**Directions:** Beginning with the line that holds "For the benchmark, mark every instance of the eyeglasses", set down each line of the data below through the very last, exactly as given, and nothing beyond that.

══════

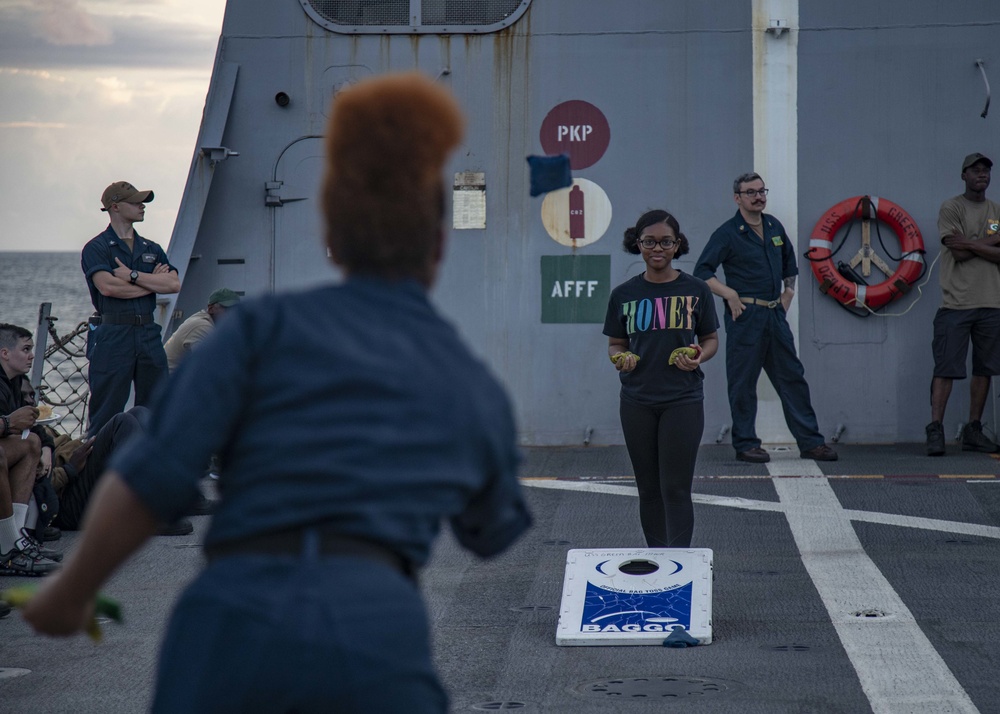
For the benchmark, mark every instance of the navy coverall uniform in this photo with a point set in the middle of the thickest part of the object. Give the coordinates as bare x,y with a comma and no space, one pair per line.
125,346
343,414
760,338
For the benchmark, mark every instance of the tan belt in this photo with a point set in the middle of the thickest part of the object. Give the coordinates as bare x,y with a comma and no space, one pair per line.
769,304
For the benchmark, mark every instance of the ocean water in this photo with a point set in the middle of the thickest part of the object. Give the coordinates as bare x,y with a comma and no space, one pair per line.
26,281
29,279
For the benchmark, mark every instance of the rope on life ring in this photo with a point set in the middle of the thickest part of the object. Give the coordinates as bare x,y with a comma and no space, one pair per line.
853,294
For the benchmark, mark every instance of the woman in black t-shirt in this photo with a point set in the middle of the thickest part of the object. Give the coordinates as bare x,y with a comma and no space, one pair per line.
649,318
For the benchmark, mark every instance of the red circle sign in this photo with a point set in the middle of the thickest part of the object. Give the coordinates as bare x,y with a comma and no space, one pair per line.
576,128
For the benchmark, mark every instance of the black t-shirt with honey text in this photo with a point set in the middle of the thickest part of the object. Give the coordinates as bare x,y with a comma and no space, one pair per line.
657,318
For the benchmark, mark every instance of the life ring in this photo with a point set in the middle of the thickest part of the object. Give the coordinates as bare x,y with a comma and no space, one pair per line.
852,294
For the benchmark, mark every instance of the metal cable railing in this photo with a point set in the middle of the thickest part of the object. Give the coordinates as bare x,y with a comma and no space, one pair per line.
60,376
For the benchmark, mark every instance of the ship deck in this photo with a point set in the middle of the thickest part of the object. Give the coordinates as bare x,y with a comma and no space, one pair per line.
866,584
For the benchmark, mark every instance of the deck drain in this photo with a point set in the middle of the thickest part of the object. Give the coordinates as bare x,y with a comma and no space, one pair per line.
653,688
11,672
499,706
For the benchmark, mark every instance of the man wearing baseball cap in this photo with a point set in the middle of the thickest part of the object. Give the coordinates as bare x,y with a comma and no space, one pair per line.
969,225
196,328
124,272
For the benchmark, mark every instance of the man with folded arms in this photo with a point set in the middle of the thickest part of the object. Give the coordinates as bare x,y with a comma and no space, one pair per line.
125,272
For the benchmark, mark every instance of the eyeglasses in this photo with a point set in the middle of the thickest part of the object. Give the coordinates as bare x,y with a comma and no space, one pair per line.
649,243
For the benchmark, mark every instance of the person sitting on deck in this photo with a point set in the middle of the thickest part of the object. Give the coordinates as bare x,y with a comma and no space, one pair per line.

══════

**Solution for this task:**
For the benchmark, mark every instance of the eyeglasses in this photo with a point set in the middle of the thickest part of the object. Give the coordinates as bare x,y with a comma and no space, one pair per line.
649,243
For the benchmark, mark every instance of the person sitting on deck in this photo with a point set in the middle of the thickest part of the object. Give the coordinates as bare x,y with a comma and no space, one pair per line.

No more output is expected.